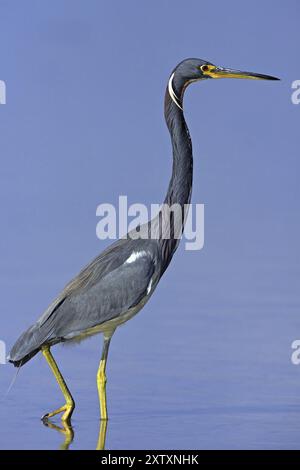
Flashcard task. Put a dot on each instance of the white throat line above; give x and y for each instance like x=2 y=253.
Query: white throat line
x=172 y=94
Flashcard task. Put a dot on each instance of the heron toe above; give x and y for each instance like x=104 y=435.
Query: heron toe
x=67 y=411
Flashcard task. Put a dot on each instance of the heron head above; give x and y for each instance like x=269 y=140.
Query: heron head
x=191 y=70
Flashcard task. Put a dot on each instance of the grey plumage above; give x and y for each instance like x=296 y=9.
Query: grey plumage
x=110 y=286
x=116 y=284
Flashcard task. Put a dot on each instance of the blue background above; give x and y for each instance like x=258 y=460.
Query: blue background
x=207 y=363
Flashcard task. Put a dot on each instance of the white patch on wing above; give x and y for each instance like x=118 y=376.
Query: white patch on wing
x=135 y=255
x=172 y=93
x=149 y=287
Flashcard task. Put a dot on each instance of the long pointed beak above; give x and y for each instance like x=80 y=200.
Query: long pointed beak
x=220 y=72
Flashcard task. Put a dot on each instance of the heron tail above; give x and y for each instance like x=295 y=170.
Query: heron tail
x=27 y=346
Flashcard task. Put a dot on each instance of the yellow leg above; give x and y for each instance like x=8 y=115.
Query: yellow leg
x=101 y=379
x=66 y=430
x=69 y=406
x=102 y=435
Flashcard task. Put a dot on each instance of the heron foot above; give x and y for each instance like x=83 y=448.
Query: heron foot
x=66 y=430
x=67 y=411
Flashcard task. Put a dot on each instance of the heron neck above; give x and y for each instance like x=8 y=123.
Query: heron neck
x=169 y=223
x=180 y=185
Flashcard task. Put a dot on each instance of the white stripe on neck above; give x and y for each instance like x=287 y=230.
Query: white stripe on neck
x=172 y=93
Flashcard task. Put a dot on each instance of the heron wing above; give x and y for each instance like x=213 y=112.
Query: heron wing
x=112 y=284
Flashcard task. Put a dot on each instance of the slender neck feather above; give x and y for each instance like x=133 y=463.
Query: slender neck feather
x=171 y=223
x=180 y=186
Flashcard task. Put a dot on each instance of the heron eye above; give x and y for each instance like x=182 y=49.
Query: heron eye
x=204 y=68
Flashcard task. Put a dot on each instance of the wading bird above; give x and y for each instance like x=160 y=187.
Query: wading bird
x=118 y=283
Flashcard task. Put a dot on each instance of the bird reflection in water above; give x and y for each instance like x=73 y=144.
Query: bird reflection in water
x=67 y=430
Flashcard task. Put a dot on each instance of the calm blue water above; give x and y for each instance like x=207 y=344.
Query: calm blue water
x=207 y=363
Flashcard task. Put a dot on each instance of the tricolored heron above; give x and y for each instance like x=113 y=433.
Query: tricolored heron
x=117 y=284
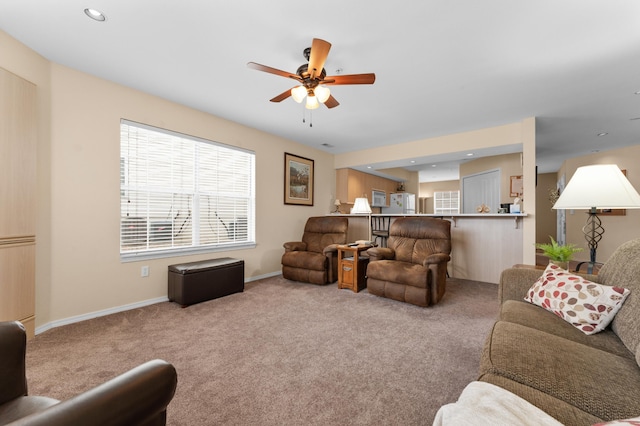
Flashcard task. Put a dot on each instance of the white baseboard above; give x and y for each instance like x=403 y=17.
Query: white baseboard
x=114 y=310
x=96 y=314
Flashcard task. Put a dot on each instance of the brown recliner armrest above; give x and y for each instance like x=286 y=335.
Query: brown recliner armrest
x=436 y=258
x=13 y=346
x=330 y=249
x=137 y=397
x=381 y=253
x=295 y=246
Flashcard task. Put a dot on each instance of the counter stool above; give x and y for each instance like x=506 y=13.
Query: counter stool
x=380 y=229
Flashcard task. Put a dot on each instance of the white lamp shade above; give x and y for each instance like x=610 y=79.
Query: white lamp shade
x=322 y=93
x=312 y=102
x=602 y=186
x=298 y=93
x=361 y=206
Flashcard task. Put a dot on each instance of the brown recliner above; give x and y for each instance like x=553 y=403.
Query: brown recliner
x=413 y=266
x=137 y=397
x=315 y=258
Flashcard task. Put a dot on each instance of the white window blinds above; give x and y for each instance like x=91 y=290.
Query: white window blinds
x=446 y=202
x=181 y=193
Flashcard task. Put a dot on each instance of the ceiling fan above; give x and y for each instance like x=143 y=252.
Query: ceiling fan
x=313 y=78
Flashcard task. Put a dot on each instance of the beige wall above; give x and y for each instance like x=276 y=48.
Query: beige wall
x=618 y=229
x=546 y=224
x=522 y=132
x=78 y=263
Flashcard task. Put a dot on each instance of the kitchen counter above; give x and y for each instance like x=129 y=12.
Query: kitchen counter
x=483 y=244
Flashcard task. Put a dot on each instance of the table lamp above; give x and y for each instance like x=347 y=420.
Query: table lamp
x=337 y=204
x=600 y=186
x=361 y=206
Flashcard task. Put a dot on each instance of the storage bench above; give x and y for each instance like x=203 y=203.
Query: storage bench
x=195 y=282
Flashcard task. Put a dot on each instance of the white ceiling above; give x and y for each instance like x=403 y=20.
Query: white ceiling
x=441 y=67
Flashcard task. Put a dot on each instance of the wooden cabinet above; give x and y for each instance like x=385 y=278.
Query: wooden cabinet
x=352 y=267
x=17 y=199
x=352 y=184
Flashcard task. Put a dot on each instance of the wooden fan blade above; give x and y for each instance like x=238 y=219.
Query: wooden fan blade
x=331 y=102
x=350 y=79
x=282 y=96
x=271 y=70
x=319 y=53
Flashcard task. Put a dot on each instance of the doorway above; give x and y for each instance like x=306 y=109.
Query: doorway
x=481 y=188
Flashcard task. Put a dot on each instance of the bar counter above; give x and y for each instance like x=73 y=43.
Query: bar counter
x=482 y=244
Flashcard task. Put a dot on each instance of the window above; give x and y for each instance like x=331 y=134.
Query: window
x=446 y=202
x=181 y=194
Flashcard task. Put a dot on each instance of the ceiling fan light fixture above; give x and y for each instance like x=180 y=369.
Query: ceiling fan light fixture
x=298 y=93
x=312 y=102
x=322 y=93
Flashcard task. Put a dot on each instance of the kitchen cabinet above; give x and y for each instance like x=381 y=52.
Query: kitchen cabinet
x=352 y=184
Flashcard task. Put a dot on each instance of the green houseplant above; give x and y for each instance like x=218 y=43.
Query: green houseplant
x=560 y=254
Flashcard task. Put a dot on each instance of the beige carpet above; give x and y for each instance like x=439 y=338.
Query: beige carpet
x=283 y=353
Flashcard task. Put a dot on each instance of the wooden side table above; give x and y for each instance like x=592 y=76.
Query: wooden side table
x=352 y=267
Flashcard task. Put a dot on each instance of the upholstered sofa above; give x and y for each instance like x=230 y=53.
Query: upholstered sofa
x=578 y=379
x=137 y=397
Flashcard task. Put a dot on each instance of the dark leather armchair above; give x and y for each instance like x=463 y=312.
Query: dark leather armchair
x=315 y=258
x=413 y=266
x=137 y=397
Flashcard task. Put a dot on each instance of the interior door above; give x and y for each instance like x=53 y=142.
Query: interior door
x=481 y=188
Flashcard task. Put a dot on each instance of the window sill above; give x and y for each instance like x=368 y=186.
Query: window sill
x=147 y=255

...

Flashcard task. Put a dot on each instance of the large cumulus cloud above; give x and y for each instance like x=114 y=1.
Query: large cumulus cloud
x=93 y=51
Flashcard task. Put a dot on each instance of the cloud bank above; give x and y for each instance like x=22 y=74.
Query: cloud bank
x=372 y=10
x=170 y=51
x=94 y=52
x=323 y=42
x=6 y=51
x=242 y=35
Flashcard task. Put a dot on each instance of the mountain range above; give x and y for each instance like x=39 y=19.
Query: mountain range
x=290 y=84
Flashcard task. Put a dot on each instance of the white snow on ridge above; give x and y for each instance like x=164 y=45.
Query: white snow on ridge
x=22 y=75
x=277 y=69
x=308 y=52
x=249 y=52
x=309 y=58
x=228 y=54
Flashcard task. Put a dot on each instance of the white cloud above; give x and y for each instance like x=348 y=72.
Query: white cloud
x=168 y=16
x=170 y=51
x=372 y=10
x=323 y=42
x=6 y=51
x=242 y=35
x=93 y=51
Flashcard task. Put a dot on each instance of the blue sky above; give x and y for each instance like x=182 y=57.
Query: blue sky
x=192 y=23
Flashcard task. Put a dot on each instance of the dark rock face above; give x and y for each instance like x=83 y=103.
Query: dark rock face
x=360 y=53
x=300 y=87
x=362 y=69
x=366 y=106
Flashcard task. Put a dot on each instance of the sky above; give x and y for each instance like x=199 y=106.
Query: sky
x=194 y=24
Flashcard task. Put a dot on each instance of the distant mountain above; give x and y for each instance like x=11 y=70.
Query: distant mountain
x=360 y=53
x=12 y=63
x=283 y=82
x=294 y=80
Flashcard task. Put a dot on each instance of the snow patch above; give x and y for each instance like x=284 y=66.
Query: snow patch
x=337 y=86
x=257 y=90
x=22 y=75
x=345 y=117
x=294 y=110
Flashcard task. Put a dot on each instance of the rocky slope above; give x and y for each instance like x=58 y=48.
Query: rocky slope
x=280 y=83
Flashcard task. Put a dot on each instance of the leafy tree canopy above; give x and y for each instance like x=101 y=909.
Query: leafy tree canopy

— Aim —
List every line of the items above that contains the word "leather", copying each line in full. Case counts.

— Solved problem —
Flashcard task. Put a dot on each instance of the dark leather armchair above; give x and y for each instance like x=463 y=312.
Query: dark leather armchair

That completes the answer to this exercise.